Jeanette Wing defined Computational Thinking in her 2006 essay (Wing, 2006) as “solving problems, designing systems, and understanding human behavior, by drawing on the concepts fundamental to Computer Science”. This process of “thinking like a computer scientist” involves skills like algorithmic thinking or thinking procedurally in steps. It also involves deconstruction or breaking a problem down into small steps. Abstraction, or recognizing and generalizing patterns, is also an important part of computational thinking. So is debugging, which involves identifying and removing issues.

These skills are not only useful for computer programming but also for real-life problem solving and other activities. Studies have shown that even very young children can grasp such concepts (Strawhacker, 2019). Early exposure to computational thinking (CT) can also improve a child’s self-efficacy toward STEM (Science, Technology, Engineering and Mathematics) fields in the future (Ching, 2018).

Given the technological age we live in, CT has been identified as a fundamental skill that students should learn. India’s National Education Policy 2020 has also increased the focus on CT in school curriculum through puzzles, games and coding (MHRD, 2020). Over the last couple of decades, a whole range of tools, kits and methods have been introduced in both academia and industry to promote and evaluate CT learning in students of all ages. However, what does it mean to learn CT?

There is no single, universally accepted definition and implementation of CT in curriculum. However, researchers have developed a few different frameworks to facilitate the development of CT learning tools and assessment techniques. One of the more popular frameworks was introduced by Karen Brennan and Mitchell Resnick (Brennan, 2012). This framework interprets CT along the three dimensions of computational concepts, computational practices, and computational perspectives.

Computational concepts are concrete concepts one learns when they program. These include sequences, loops, parallelism, events, conditionals, operators and data. Computational practices focus on the process of thinking and learning. These involves being incremental and iterative, testing and debugging, reusing and remixing, and abstracting and modularizing. Finally, computational perspectives explore the place technology and computing hold in the learner’s life, like being able to express, connect and question through computing.

# GIVEN REQUEST
In the passage on computational thinking, which three dimensions does the framework by Karen Brennan and Mitchell Resnick use to interpret CT? Answer from the passage on computational thinking alone.

# INFORMATION SHOWN
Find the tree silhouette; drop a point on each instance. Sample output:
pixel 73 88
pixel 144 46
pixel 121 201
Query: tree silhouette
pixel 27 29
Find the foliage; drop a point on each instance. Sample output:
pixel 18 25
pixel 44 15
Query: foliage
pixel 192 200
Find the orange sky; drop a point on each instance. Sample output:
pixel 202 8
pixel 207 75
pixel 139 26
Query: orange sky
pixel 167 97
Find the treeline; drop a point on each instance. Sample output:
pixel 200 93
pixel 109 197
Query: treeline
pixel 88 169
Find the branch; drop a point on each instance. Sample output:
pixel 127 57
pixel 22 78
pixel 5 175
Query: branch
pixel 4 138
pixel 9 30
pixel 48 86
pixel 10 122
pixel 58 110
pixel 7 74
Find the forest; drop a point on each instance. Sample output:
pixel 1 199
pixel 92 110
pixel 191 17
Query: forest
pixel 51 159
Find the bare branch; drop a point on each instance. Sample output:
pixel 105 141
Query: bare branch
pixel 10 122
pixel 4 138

# REPLY
Computational concepts, computational practices, and computational perspectives.